EXTRACT PROVIDED
Oh, Heather, surely you know?…..just travel a bit further South into Languedoc/Rousillon (Herve's great-aunt just died, so I suppose we have a house there, also, now) , and see what you find (if you happen to be interested in things beyond the scenery comparatively inexpensive real-estate)……
Take a look into what Dana Facaros and Michael Pals (they write for Cadogan) have referred to as "The Best Political Show in France"———the various dealings of Montpellier's Georges Freche and the UMP's (and, by extension, the Front National) Jacques Blanc.
Can we start with a popularly & regularly elected man who said that the Harkis (as you and Remi will no doubt know, those would be the Algerians who fought for French Rule in the 1950's) were "subhuman", and who was kicked out of the comparatively tame Socialist party for claiming that the French National soccer team had too many black players???????

DATA SECTION
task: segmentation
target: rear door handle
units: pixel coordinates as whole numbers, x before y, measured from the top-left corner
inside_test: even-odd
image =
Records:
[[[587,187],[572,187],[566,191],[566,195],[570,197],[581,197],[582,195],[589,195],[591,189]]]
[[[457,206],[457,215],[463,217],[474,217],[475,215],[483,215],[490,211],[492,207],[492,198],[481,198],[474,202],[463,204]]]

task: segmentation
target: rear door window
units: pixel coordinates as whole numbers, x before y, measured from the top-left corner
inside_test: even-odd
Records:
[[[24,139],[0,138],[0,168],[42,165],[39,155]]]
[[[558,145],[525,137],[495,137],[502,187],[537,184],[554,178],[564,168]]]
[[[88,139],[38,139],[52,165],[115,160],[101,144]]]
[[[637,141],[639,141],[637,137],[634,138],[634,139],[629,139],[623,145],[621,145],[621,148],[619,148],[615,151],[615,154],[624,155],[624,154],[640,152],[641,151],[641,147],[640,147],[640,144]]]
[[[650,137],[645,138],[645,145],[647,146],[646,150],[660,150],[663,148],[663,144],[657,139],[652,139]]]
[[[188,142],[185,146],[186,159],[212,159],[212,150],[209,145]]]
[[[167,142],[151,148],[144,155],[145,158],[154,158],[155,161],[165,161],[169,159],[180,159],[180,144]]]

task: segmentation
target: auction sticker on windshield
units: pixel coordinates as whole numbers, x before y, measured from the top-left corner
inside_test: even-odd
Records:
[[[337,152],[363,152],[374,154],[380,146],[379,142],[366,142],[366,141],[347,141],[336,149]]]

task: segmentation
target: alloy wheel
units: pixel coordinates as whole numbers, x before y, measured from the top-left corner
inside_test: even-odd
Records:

REQUIREMENTS
Copy the comment on Languedoc politics in full, word for word and with its punctuation unchanged. Work from the text alone; the records play no part here.

RESULT BELOW
Oh, Heather, surely you know?…..just travel a bit further South into Languedoc/Rousillon (Herve's great-aunt just died, so I suppose we have a house there, also, now) , and see what you find (if you happen to be interested in things beyond the scenery comparatively inexpensive real-estate)……
Take a look into what Dana Facaros and Michael Pals (they write for Cadogan) have referred to as "The Best Political Show in France"———the various dealings of Montpellier's Georges Freche and the UMP's (and, by extension, the Front National) Jacques Blanc.
Can we start with a popularly & regularly elected man who said that the Harkis (as you and Remi will no doubt know, those would be the Algerians who fought for French Rule in the 1950's) were "subhuman", and who was kicked out of the comparatively tame Socialist party for claiming that the French National soccer team had too many black players???????